#### [Text excerpt]
○ ○ ○ ○
Russian President Vladimir Putin said on Monday the coronavirus situation was getting worse and that Russia may draw on the Defense Ministry's resources to tackle the crisis if needed.
Putin, who was speaking at a meeting with senior officials broadcast on state television, said the situation was constantly changing and that the next few weeks would prove decisive in its battle to halt the contagion.
He told officials at a televised meeting held by video link to consider using the army to help tackle the crisis, noting how it had sent doctors and medical equipment to Italy and Serbia in recent weeks to help. Putin said that the resources displayed by the army were "only a fraction of what the defence ministry has" and that "the main reserves are still in reserve, so you need to keep this in mind".
“The coming weeks will be decisive. All actions of the authorities should be optimally structured, with all factors taken into account,” he said. Putin added that the Ministry of Defense has already started works in many regions of the Russian Federation to build new infectious medical institutions, which could also be used if necessary.
He noted that the peak of the epidemic has not passed, even in Moscow. He added that the regions have two to three weeks to prepare for the fight against the coronavirus, but that "time is quickly melting.”
“The entire health system should work as a single mechanism,” he said.
Russia on Monday reported 2,558 new cases of COVID-19 over the previous 24 hours, a record daily rise, bringing its overall nationwide tally to 18,328. Russia's coronavirus crisis response center said 148 people diagnosed with the virus have died so far, an overnight rise of 18.
Moscow, the worst-hit area, and several other regions have imposed a lockdown, ordering residents to stay at home except to buy food, seek urgent medical treatment, take out the rubbish, or go to work if absolutely necessary.
Moscow authorities announced on Monday that they are issuing digital permits to reduce violations of the coronavirus lockdown. The densely populated capital, with more than 12 million residents, has emerged as Russia's epicenter of the contagion with 11,513 cases and 82 deaths.
Officials said more than 800,000 passes had already been issued to people planning to travel by car or public transport ahead of the system's formal launch on Wednesday.
But they said that hackers have targeted the mayor's office website and applicants complained on social media they were not able to get a pass despite multiple attempts.
People will be assigned a special code consisting of a sequence of figures and letters, which can be printed out or received by email if people report where they are planning to go. Work passes will be valid until April 30, while passes obtained to go to a doctor or elsewhere will have to be renewed.
Police patrols will be able to check the passes on the streets and could fine people for violations.
Exempt are armed forces personnel, municipal officials and journalists, among others.
The digital permit system may be expanded to monitor people going out on foot even within their neighborhood if needed, authorities said.
Authorities had initially planned to introduce an aggressive surveillance system and assign residents of Moscow scannable bar codes each time they wanted to leave their homes, but that sparked huge controversy.
The plan was dropped in favor of the current system. Under strict confinement rules in the Russian capital, Moscow residents are only allowed to leave their homes to walk their dogs, take out trash and visit their nearest shop.
Moscow has been under lockdown since March 30 but is now struggling to cope with the influx of new patients, and officials said that clinics were approaching their limits.
○ ○ ○ ○
#### [Entries supplied]
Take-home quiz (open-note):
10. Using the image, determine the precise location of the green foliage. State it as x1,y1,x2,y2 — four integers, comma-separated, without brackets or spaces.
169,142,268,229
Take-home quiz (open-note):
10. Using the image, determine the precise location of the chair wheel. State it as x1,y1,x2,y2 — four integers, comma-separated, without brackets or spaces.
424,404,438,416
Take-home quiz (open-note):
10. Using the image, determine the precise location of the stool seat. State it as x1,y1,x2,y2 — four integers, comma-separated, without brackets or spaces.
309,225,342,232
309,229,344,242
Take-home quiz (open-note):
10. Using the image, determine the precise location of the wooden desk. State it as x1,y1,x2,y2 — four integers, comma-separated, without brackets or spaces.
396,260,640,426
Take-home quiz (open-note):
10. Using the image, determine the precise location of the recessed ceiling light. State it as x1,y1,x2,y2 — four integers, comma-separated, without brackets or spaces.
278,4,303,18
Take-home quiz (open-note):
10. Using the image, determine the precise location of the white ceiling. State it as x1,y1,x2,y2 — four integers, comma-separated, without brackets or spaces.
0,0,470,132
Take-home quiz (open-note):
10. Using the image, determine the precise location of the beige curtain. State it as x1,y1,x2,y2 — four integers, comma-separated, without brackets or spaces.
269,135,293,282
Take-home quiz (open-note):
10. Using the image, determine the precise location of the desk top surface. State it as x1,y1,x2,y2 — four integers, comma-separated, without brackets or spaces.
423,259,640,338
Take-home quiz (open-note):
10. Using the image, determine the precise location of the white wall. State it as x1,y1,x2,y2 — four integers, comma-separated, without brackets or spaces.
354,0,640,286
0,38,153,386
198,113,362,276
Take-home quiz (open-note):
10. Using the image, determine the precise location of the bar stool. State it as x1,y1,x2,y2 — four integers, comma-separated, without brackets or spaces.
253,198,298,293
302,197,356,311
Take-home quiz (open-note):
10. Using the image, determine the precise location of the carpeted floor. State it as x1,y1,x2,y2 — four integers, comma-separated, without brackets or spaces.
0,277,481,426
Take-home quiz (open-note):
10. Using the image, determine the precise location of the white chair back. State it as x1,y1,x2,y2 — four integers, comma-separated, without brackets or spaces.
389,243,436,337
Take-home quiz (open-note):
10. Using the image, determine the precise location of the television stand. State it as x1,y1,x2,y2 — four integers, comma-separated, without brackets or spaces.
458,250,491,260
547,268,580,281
○ ○ ○ ○
#### [Check your understanding]
**A.** Answer these about the article on Russia's coronavirus response:
(i) How many new COVID-19 cases did Russia report on Monday for the previous 24 hours?
(ii) Until what date will work passes in Moscow be valid?
(iii) Since what date has Moscow been under lockdown?
**B.** Please copy the article on Russia's coronavirus response word for word, everything from "Authorities had initially" down to "approaching their limits.".

#### [Activity answers]
**A.**
(i) 2,558
(ii) April 30
(iii) March 30

**B.**
Authorities had initially planned to introduce an aggressive surveillance system and assign residents of Moscow scannable bar codes each time they wanted to leave their homes, but that sparked huge controversy.
The plan was dropped in favor of the current system. Under strict confinement rules in the Russian capital, Moscow residents are only allowed to leave their homes to walk their dogs, take out trash and visit their nearest shop.
Moscow has been under lockdown since March 30 but is now struggling to cope with the influx of new patients, and officials said that clinics were approaching their limits.